──────── Extracted records

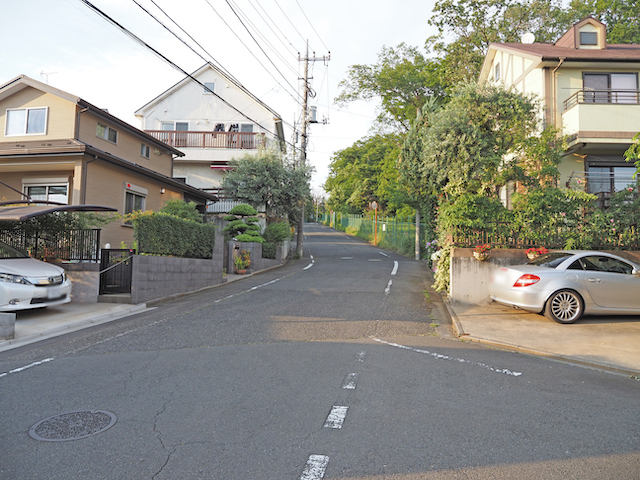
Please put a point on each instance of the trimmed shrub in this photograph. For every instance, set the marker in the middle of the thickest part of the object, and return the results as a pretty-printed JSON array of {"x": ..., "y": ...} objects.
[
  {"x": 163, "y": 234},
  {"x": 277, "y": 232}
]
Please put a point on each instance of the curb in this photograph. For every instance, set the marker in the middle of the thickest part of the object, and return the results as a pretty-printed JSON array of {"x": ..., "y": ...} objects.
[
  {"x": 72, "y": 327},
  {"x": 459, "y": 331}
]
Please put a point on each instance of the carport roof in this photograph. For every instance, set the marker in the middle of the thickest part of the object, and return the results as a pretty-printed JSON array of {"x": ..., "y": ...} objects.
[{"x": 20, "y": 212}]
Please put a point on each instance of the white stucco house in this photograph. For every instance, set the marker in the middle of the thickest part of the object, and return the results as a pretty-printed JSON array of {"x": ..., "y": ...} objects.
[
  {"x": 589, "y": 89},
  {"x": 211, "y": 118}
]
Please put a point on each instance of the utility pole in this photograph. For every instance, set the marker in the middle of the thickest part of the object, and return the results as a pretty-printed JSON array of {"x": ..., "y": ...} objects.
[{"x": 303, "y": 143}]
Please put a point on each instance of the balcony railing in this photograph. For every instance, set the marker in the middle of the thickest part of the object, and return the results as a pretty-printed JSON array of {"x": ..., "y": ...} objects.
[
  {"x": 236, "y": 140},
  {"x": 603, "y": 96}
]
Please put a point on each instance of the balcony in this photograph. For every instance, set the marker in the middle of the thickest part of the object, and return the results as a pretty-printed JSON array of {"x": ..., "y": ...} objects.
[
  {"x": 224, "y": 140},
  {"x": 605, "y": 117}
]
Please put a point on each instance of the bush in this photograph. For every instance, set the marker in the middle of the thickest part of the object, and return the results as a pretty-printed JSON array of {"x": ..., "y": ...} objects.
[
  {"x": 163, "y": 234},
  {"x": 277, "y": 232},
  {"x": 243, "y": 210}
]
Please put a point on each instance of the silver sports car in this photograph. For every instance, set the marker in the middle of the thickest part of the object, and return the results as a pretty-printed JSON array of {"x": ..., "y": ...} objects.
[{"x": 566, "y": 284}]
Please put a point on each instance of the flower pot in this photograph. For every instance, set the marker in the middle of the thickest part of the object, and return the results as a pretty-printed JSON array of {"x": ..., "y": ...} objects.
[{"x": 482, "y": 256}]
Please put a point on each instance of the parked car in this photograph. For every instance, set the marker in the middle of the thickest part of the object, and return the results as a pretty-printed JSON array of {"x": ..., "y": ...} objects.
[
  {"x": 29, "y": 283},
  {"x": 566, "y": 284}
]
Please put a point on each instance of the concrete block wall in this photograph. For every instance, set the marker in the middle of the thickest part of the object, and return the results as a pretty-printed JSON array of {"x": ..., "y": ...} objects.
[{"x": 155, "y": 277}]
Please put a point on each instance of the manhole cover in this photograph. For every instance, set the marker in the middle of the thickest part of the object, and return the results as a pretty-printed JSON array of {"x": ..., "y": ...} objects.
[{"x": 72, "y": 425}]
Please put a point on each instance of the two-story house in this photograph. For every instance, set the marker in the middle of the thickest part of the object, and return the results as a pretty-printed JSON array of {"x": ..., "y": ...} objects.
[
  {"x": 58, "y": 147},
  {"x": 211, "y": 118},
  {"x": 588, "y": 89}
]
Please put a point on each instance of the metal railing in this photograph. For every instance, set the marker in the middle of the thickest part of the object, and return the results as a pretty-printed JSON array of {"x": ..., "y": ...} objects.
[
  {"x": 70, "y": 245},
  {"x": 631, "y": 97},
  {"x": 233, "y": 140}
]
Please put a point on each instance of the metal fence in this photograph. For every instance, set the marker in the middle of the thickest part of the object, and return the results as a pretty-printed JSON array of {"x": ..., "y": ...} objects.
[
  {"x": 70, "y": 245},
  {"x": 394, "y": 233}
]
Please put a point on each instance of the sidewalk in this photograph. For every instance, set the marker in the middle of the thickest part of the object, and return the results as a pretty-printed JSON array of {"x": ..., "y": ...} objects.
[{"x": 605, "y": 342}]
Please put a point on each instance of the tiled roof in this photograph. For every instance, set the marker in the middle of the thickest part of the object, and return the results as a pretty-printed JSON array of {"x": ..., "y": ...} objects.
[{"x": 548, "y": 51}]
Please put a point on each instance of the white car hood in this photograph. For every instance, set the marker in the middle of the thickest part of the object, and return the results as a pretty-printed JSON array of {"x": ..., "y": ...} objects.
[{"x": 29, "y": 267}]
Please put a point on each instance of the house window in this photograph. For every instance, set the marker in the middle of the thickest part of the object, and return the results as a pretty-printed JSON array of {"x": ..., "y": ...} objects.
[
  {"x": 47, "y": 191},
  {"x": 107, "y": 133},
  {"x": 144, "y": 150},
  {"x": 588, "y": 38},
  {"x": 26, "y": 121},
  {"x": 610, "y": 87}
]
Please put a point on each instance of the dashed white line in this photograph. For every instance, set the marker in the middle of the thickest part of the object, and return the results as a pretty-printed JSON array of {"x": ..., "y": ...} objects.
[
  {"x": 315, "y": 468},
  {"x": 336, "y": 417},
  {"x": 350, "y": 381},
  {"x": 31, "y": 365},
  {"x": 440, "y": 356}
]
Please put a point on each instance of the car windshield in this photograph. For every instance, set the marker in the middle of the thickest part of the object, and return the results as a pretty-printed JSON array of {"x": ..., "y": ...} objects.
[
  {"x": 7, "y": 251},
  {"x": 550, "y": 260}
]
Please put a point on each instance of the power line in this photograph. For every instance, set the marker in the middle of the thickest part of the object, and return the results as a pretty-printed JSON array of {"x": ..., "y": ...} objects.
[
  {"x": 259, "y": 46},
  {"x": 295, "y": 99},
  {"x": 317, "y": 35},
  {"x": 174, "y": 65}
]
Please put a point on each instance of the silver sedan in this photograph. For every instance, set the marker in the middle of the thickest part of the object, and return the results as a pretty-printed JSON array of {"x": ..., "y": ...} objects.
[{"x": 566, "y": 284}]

────────────────

▶ **What is required**
Starting at the line that contains "Please put a point on each instance of the dashed", write out every line to the end of the entries, exactly as given.

▶ **Finished answer**
Please put a point on each instance of the dashed white line in this photograph. For every instance, set the marker in the middle of the thickest part of the object, and return the results as a pretty-printed JSON array of {"x": ..., "y": ...} objects.
[
  {"x": 315, "y": 468},
  {"x": 336, "y": 417},
  {"x": 350, "y": 381},
  {"x": 31, "y": 365},
  {"x": 440, "y": 356}
]
Please put a point on each instance of the car windshield in this photograph. For every instance, set the marker in the middle of the thickest part of the object, and return the results as a pretty-printed JSON array of {"x": ..., "y": ...} objects.
[
  {"x": 7, "y": 251},
  {"x": 550, "y": 260}
]
Please put a point on each instance of the power line in this photograph. For every instance, set the marker in the middle of the thickest part of the object, and return the results as a pretty-printed JSON array of {"x": ..., "y": ...} objects.
[
  {"x": 259, "y": 46},
  {"x": 295, "y": 99},
  {"x": 317, "y": 35},
  {"x": 174, "y": 65}
]
Please put a point on each instance of the silver sedan in this photograph. For every instance, set the marker in the middle of the thickest part of the object, and return the results as a pretty-printed JSON array of {"x": ..., "y": ...} objects.
[{"x": 566, "y": 284}]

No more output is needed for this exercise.